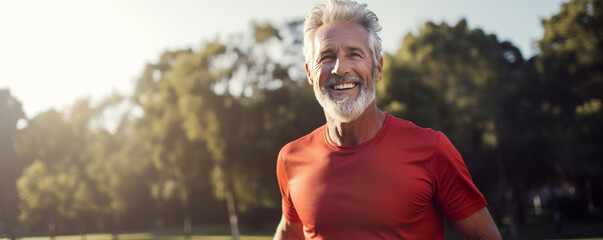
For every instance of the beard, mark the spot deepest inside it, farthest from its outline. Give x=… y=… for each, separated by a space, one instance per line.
x=344 y=108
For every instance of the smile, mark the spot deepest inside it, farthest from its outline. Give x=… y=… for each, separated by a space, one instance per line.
x=343 y=86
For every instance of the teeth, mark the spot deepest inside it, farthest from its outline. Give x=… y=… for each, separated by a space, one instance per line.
x=344 y=86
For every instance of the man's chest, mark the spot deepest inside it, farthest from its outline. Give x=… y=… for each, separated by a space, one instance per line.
x=381 y=187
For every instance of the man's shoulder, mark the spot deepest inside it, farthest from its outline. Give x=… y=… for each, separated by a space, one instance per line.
x=305 y=142
x=407 y=129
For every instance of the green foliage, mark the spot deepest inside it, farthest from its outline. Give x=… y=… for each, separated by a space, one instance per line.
x=213 y=120
x=570 y=76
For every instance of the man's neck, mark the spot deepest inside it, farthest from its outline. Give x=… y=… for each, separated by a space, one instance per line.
x=358 y=131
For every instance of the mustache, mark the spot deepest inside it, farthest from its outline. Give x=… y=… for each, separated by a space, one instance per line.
x=334 y=79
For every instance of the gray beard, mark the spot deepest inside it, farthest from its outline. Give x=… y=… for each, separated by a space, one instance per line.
x=343 y=108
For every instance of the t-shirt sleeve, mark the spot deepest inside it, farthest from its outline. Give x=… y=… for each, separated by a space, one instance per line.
x=283 y=182
x=456 y=195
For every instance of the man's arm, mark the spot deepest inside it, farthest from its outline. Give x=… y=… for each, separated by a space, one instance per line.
x=478 y=226
x=288 y=230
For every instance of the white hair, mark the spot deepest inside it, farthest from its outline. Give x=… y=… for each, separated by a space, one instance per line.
x=338 y=11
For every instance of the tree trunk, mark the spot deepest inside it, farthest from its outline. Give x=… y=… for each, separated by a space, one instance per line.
x=232 y=214
x=185 y=208
x=116 y=223
x=589 y=196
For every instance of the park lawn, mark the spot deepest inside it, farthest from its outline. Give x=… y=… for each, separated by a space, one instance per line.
x=145 y=236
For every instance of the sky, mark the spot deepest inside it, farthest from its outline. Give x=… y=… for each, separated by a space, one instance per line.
x=53 y=52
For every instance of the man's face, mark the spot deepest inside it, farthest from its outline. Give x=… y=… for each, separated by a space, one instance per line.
x=341 y=70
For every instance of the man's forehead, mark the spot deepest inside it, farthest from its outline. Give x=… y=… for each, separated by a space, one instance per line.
x=341 y=33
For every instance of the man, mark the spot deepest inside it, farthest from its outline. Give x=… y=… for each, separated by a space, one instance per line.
x=366 y=174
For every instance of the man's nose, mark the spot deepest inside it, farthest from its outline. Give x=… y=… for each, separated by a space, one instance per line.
x=342 y=66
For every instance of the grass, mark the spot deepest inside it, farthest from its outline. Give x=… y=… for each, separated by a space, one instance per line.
x=537 y=230
x=145 y=236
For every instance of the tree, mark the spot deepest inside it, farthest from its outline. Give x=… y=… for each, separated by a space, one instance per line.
x=61 y=186
x=455 y=79
x=568 y=70
x=10 y=166
x=237 y=101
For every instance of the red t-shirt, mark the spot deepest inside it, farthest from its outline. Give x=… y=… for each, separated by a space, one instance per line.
x=398 y=185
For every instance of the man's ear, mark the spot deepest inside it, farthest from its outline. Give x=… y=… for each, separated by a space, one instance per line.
x=309 y=75
x=379 y=70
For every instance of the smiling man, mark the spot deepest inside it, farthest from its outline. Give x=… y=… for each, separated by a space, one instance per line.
x=366 y=174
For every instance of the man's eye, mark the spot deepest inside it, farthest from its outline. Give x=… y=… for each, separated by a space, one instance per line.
x=327 y=57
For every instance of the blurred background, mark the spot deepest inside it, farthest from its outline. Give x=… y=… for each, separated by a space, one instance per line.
x=166 y=117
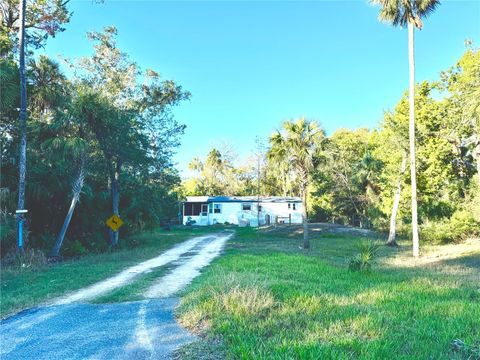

===============

*TASK DIRECTIONS*:
Text only, pictures out: give every record again as written.

*RESULT*:
For every instance of the beard, mark the spot deepest inside it, farthest from its outline. Give x=… y=… for each, separated by a space, one instance per line.
x=344 y=108
For every instance of the smile, mark the spot deepest inside it, farthest from its outline. Give x=… y=… for each, separated by a space, one instance per line.
x=343 y=86
For every instance of the teeth, mark the spot deepest inside it, farthest from its outline. Give x=… y=… for each, separated by a space, one instance per line.
x=344 y=86
For every instance of the man's chest, mark the spot deepest inside it, farthest from its outline. Give x=… y=… for each, separated by a space, one instance per line.
x=381 y=187
For every instance of the man's shoulder, mark the spot deepest inside it, farthest from its outline. Give x=… y=… for each, separated by a space, one instance per line.
x=305 y=142
x=407 y=129
For every instance of the green foliage, mark the spot deepest inside it, farthest from its outline. Give x=… y=… for each, separated by a space, one instance per line.
x=213 y=120
x=570 y=76
For every instance of the man's neck, mark the spot deepest inside it, farthest from its outline. Give x=… y=… for each, separated by a space, one instance per line.
x=358 y=131
For every instance of the mustache, mark the spot deepest inside it, farthest from its outline. Give x=… y=… for each, separated by a space, one instance per line.
x=334 y=79
For every instance of the gray beard, mark the spot deepest inside it, farthest from its outline. Give x=… y=… for each, separated by a space, one instance per line.
x=343 y=108
For every instance of the t-shirt sleeve, mark the spot deepest inside it, farthest from its outline. Give x=… y=… for each, separated by a space, one instance per line.
x=283 y=182
x=456 y=195
For every instance of the man's arm, mark the spot deepest inside it, farthest from its outline. Give x=… y=… for each, separated by a space, one instance per line.
x=478 y=226
x=288 y=230
For every instance of the white hair, mark the spot deepest inside it, farthest from its outline. Give x=… y=… for each, separated by a space, one instance per line.
x=338 y=11
For every instance of the tree trunk, mark the spot deepest inside it, farthest from its outline. Give x=… y=… for each, separated by a space, one instance per line.
x=232 y=214
x=185 y=208
x=116 y=223
x=589 y=196
For every instance of the park lawn, mark the spot deepest inside it, farthest from its outline. Give x=… y=… for each, separated by a space, one instance per line.
x=145 y=236
For every instance of the sky, mark the spot deepest inside it, farthest from its outline. Give x=… y=… for each, separated by a space, one instance per line.
x=53 y=52
For every instance of the man's face, mark the spot deepest inside it, farthest from its outline. Give x=… y=… for each, separated by a space, one instance per line.
x=341 y=70
For every instance of the man's forehead, mark the spot deepest inside it, farthest from its outline. Give x=… y=… for each, separated by a space, one instance per line.
x=341 y=33
For every instance of the man, mark the spot deepest inside it, farthest from its outline. Give x=… y=… for each, separated by a space, one instance per line.
x=366 y=174
For every instance of the man's nose, mark the spot deepest inside it, farthest from its outline. Give x=… y=… for each, separated by a space, one instance per line.
x=342 y=66
For every instance of the grass, mark the spot deepest inside it, farthest from its outline. Give x=… y=… for each, separated by a space, one instance per line.
x=537 y=230
x=145 y=236
For every instance of the tree, mark the spot deepest inside it, farthest from its outline. Give x=… y=… for each, separated by a space, one instance per line.
x=61 y=186
x=455 y=79
x=568 y=70
x=10 y=166
x=237 y=101
For every instance of the red t-shirt, mark the spot deepest inside it, farthest from its outline. Give x=… y=… for each, separated by a space, one instance per line.
x=398 y=185
For every instance of the man's ear, mark the spot deepest inside it, farthest from its outline. Give x=… y=… for each, separated by a space, one instance per line.
x=309 y=75
x=379 y=70
For every instance of the smiling man, mark the spot deepest inside it, farthest from its outline. Give x=… y=… for each, separated by a space, one instance per line.
x=366 y=174
For every instance of the man's eye, mark the spot deepest inside it, farthest from its outline. Give x=… y=… for each, separated by a space, one instance per line.
x=327 y=57
For every instance of the blurred background, mark the spot deepest inside it, farthest from its outline. Give x=… y=… for each, separated by a space, one instance per line.
x=166 y=117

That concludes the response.